[Objective]: Copy everything from the line containing "mask job: blue sky" down to the line containing "Give the mask of every instance of the blue", character for character.

[Given data]:

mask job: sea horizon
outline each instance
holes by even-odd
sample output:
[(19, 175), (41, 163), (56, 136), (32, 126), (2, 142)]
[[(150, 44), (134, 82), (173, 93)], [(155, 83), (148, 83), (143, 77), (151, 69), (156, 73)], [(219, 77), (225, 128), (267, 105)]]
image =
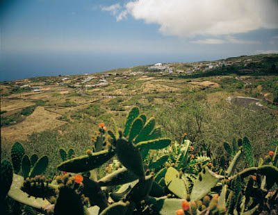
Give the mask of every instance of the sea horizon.
[[(244, 55), (244, 54), (243, 54)], [(4, 53), (0, 81), (41, 76), (95, 74), (156, 62), (190, 62), (216, 60), (235, 55), (159, 55), (129, 53)]]

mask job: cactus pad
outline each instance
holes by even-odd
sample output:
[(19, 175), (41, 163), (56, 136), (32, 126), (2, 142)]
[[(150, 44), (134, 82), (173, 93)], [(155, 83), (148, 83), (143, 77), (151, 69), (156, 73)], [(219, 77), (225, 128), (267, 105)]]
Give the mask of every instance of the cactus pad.
[(99, 180), (99, 184), (102, 186), (115, 186), (136, 180), (138, 177), (123, 167), (113, 173), (104, 176)]
[(187, 197), (187, 189), (185, 182), (179, 173), (173, 167), (169, 167), (167, 170), (165, 181), (168, 189), (177, 196), (186, 199)]
[(20, 143), (16, 142), (13, 144), (11, 150), (11, 156), (13, 170), (15, 173), (18, 173), (20, 171), (22, 160), (24, 153), (24, 148), (23, 148)]
[(108, 161), (115, 153), (113, 150), (104, 150), (68, 160), (58, 166), (58, 169), (70, 173), (81, 173), (97, 168)]
[(139, 108), (137, 107), (134, 107), (133, 108), (132, 108), (131, 110), (131, 111), (129, 113), (129, 115), (127, 116), (126, 124), (124, 126), (124, 137), (127, 137), (129, 135), (131, 128), (132, 122), (138, 116), (139, 116)]
[(147, 149), (162, 149), (168, 146), (171, 140), (168, 138), (161, 138), (153, 140), (148, 140), (137, 144), (136, 147), (140, 150)]
[(13, 166), (10, 162), (4, 160), (1, 162), (0, 173), (0, 201), (2, 202), (13, 182)]
[(129, 143), (124, 139), (117, 140), (116, 154), (120, 162), (128, 170), (138, 178), (145, 177), (141, 155), (132, 143)]
[(29, 176), (31, 178), (35, 177), (35, 175), (42, 174), (47, 168), (48, 166), (48, 157), (43, 156), (40, 157), (34, 164), (32, 169), (31, 170)]

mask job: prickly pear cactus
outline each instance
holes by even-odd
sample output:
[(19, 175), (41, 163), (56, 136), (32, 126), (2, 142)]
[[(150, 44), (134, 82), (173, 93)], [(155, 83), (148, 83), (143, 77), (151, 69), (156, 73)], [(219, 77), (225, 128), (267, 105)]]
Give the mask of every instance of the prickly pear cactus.
[(115, 186), (129, 183), (136, 179), (138, 177), (136, 175), (123, 167), (101, 178), (99, 183), (101, 187)]
[(11, 150), (11, 156), (15, 173), (18, 173), (20, 171), (22, 160), (24, 153), (24, 148), (23, 148), (20, 143), (16, 142), (13, 144)]
[(42, 174), (48, 166), (48, 157), (43, 156), (40, 157), (34, 164), (34, 166), (31, 169), (29, 177), (33, 178), (35, 175)]
[(36, 154), (33, 154), (33, 155), (32, 155), (32, 156), (31, 156), (30, 162), (31, 162), (31, 165), (32, 166), (33, 166), (35, 165), (35, 162), (38, 161), (38, 159), (39, 159), (39, 157), (38, 157), (38, 155)]
[(124, 136), (127, 137), (131, 128), (131, 124), (134, 119), (139, 116), (139, 108), (137, 107), (133, 108), (127, 116), (126, 124), (124, 126)]
[(139, 178), (145, 178), (141, 155), (139, 150), (132, 143), (128, 142), (124, 139), (119, 139), (116, 141), (115, 150), (122, 165)]
[(181, 175), (177, 169), (169, 167), (165, 176), (165, 181), (170, 191), (181, 198), (186, 199), (186, 181), (181, 178)]
[(60, 157), (62, 159), (62, 161), (65, 161), (67, 158), (67, 155), (65, 149), (60, 148), (59, 150)]
[(254, 166), (253, 150), (250, 141), (247, 137), (243, 137), (243, 153), (245, 155), (246, 160), (248, 162), (249, 166)]
[(152, 131), (154, 130), (156, 125), (156, 121), (154, 118), (151, 118), (145, 125), (144, 128), (140, 131), (138, 135), (134, 140), (134, 144), (137, 144), (140, 141), (145, 141), (145, 137), (149, 135)]
[(0, 201), (3, 202), (13, 182), (13, 166), (10, 162), (4, 160), (1, 162), (0, 173)]
[(194, 182), (194, 185), (190, 194), (191, 200), (200, 200), (215, 187), (220, 179), (224, 177), (216, 175), (206, 166), (205, 169), (199, 173), (197, 179)]
[(87, 155), (76, 157), (60, 164), (57, 168), (60, 171), (70, 173), (81, 173), (96, 169), (108, 161), (115, 153), (113, 150), (104, 150)]
[(54, 213), (57, 215), (84, 214), (81, 197), (72, 189), (67, 187), (60, 188), (55, 204)]
[(139, 203), (144, 200), (149, 194), (154, 182), (153, 176), (146, 177), (146, 180), (141, 180), (132, 188), (126, 195), (126, 200)]
[(128, 209), (129, 203), (122, 201), (112, 204), (107, 207), (99, 215), (117, 215), (125, 214)]
[(21, 189), (30, 196), (35, 198), (45, 198), (56, 196), (58, 186), (49, 184), (50, 181), (43, 175), (26, 180)]
[(23, 157), (22, 164), (22, 171), (24, 179), (26, 178), (28, 176), (29, 176), (30, 170), (31, 170), (31, 161), (29, 157), (25, 155)]

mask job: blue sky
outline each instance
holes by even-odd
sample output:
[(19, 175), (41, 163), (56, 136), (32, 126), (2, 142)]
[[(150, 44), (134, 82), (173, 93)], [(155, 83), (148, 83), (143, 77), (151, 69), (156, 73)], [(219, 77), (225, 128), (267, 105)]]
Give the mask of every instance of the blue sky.
[(4, 0), (0, 80), (278, 51), (276, 0)]

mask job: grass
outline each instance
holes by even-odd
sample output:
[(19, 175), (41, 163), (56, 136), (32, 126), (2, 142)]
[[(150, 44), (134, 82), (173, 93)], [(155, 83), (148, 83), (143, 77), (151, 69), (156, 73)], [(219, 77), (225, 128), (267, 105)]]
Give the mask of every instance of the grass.
[[(257, 158), (270, 148), (270, 142), (277, 139), (277, 105), (268, 104), (272, 112), (252, 111), (230, 104), (226, 99), (236, 96), (262, 98), (265, 93), (270, 94), (270, 101), (276, 99), (278, 78), (273, 74), (271, 76), (267, 69), (273, 63), (272, 58), (262, 65), (251, 65), (258, 71), (245, 76), (238, 71), (240, 67), (235, 67), (186, 76), (147, 73), (120, 76), (129, 69), (142, 71), (147, 68), (136, 67), (107, 71), (120, 74), (115, 79), (108, 78), (111, 84), (107, 87), (90, 90), (69, 88), (68, 94), (61, 95), (58, 89), (67, 87), (56, 86), (49, 92), (39, 94), (22, 92), (21, 95), (25, 96), (17, 100), (3, 96), (1, 126), (2, 123), (10, 126), (1, 128), (2, 157), (9, 157), (12, 144), (20, 141), (28, 155), (35, 153), (49, 157), (51, 165), (47, 173), (53, 174), (60, 162), (60, 148), (72, 148), (77, 155), (84, 154), (92, 147), (90, 136), (97, 130), (99, 123), (104, 122), (109, 128), (109, 121), (113, 117), (123, 128), (128, 110), (137, 105), (148, 117), (154, 116), (157, 126), (161, 126), (163, 134), (172, 140), (179, 141), (186, 132), (195, 144), (210, 144), (215, 153), (222, 153), (220, 146), (224, 141), (231, 142), (234, 138), (247, 135)], [(186, 64), (177, 64), (179, 69), (188, 67)], [(265, 72), (262, 73), (264, 69)], [(240, 78), (236, 79), (236, 76)], [(31, 81), (38, 84), (45, 78)], [(47, 78), (55, 83), (58, 78)], [(216, 83), (219, 86), (203, 86), (204, 81)], [(11, 92), (7, 90), (5, 93)], [(103, 100), (79, 105), (99, 98)], [(46, 104), (57, 108), (45, 108)]]

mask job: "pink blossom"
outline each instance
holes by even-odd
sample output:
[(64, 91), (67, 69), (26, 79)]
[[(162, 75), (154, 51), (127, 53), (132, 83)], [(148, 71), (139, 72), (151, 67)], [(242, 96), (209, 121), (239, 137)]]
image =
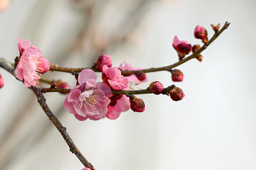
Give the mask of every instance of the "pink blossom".
[(3, 87), (4, 85), (4, 78), (0, 74), (0, 88)]
[(97, 62), (94, 63), (94, 66), (100, 71), (102, 72), (102, 68), (105, 64), (108, 67), (112, 66), (111, 56), (105, 54), (101, 55), (99, 56)]
[(44, 57), (39, 57), (39, 72), (41, 74), (44, 74), (50, 70), (50, 63), (48, 60)]
[[(102, 79), (104, 83), (115, 90), (128, 90), (127, 77), (121, 75), (121, 71), (116, 68), (108, 68), (104, 65), (102, 70)], [(111, 119), (118, 118), (122, 112), (130, 109), (129, 97), (123, 94), (113, 94), (109, 99), (111, 102), (107, 106), (108, 111), (106, 117)]]
[(176, 35), (173, 38), (172, 46), (178, 52), (180, 60), (184, 58), (192, 50), (191, 44), (185, 41), (179, 41)]
[(37, 47), (29, 46), (30, 43), (27, 40), (23, 42), (20, 37), (18, 39), (20, 60), (14, 73), (17, 78), (21, 81), (24, 80), (24, 84), (27, 87), (35, 86), (36, 80), (40, 78), (39, 59), (42, 54)]
[(201, 39), (203, 43), (207, 43), (208, 41), (207, 31), (202, 26), (196, 26), (194, 31), (194, 35), (195, 38)]
[(106, 84), (96, 83), (96, 74), (90, 69), (83, 70), (78, 76), (79, 85), (72, 89), (64, 102), (64, 108), (79, 120), (99, 120), (107, 112), (108, 98), (112, 96)]
[(164, 85), (159, 81), (155, 81), (150, 83), (150, 89), (155, 94), (159, 94), (164, 90)]
[[(123, 66), (124, 64), (124, 65)], [(120, 64), (119, 68), (123, 70), (140, 70), (142, 69), (141, 68), (132, 67), (132, 64), (125, 62)], [(144, 75), (145, 76), (143, 76), (143, 78), (141, 78), (141, 76), (138, 76), (140, 75), (136, 75), (134, 74), (132, 74), (129, 76), (126, 76), (126, 77), (128, 78), (129, 82), (136, 82), (136, 85), (138, 85), (148, 81), (148, 77), (145, 74), (142, 76)]]

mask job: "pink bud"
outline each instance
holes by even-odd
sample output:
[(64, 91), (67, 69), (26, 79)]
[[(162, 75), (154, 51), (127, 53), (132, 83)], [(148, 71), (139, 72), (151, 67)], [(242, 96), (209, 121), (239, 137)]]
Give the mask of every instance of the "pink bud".
[(164, 90), (164, 85), (159, 81), (150, 83), (150, 89), (155, 94), (160, 94)]
[(208, 41), (207, 31), (204, 27), (197, 26), (194, 29), (194, 35), (195, 38), (202, 40), (203, 42), (206, 43)]
[(180, 82), (183, 80), (183, 73), (181, 71), (175, 69), (171, 71), (172, 74), (172, 79), (174, 82)]
[(101, 55), (99, 56), (97, 62), (94, 63), (94, 66), (100, 71), (102, 72), (102, 68), (105, 64), (109, 68), (112, 66), (111, 56), (105, 54)]
[(170, 93), (170, 97), (174, 101), (178, 101), (183, 99), (183, 97), (185, 96), (184, 93), (178, 87), (176, 87), (171, 90)]
[(143, 100), (134, 96), (133, 99), (130, 99), (131, 109), (133, 111), (142, 112), (145, 110), (145, 104)]
[(0, 88), (3, 87), (4, 85), (4, 78), (0, 74)]
[(180, 60), (182, 60), (192, 50), (191, 44), (185, 41), (179, 41), (176, 35), (173, 38), (172, 46), (178, 52)]
[(40, 61), (38, 67), (41, 74), (45, 73), (50, 70), (50, 63), (46, 58), (39, 57), (38, 61)]
[(135, 75), (137, 78), (138, 78), (138, 79), (140, 81), (144, 80), (147, 77), (147, 76), (146, 76), (146, 74), (145, 74), (144, 72), (141, 71), (137, 71), (136, 72)]
[[(56, 82), (57, 84), (57, 87), (58, 88), (67, 88), (67, 89), (70, 89), (70, 87), (68, 85), (67, 83), (62, 83), (61, 80), (57, 80)], [(68, 93), (62, 93), (61, 92), (61, 94), (68, 94)]]

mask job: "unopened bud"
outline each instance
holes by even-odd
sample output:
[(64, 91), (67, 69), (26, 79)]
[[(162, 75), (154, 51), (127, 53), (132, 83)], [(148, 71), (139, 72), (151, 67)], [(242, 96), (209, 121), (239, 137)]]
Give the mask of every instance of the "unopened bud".
[(150, 89), (155, 94), (160, 94), (164, 90), (164, 85), (159, 81), (155, 81), (150, 83)]
[(213, 29), (213, 30), (215, 32), (215, 33), (217, 33), (219, 32), (219, 29), (220, 29), (220, 27), (221, 27), (221, 25), (220, 24), (218, 24), (217, 26), (215, 26), (215, 25), (213, 24), (211, 24), (211, 26)]
[(185, 96), (184, 93), (178, 87), (174, 87), (169, 93), (170, 97), (174, 101), (178, 101), (183, 99), (183, 97)]
[(180, 82), (183, 80), (183, 73), (181, 71), (175, 69), (171, 71), (172, 79), (174, 82)]
[(146, 76), (146, 74), (145, 74), (144, 72), (141, 71), (137, 71), (136, 72), (136, 76), (137, 76), (137, 78), (140, 80), (140, 81), (142, 81), (144, 80), (146, 77), (147, 77), (147, 76)]
[(133, 111), (142, 112), (145, 110), (145, 104), (143, 100), (133, 96), (133, 97), (130, 97), (130, 102), (131, 109)]
[[(200, 46), (199, 45), (194, 45), (194, 46), (193, 46), (193, 47), (192, 48), (192, 51), (193, 51), (193, 53), (196, 52), (200, 49)], [(202, 55), (199, 54), (196, 57), (196, 59), (197, 59), (198, 61), (201, 62), (203, 58), (203, 57)]]
[(44, 57), (39, 57), (38, 61), (39, 61), (38, 68), (41, 74), (45, 73), (50, 70), (50, 63), (46, 58)]
[(4, 78), (0, 74), (0, 88), (3, 87), (4, 85)]
[(196, 26), (194, 31), (194, 35), (195, 38), (201, 39), (204, 43), (207, 43), (208, 41), (207, 31), (202, 26)]
[(112, 67), (111, 56), (105, 54), (101, 55), (97, 62), (94, 63), (94, 66), (100, 72), (102, 72), (102, 68), (105, 64), (109, 68)]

[In response]:
mask job: blue sky
outline each instance
holes by even-odd
sample output:
[(19, 175), (41, 163), (56, 136), (32, 126), (2, 142)]
[[(150, 44), (134, 82), (173, 93)], [(155, 83), (148, 83), (143, 77), (151, 69), (156, 73)], [(219, 77), (225, 128), (267, 105)]]
Give the mask of every instance of the blue sky.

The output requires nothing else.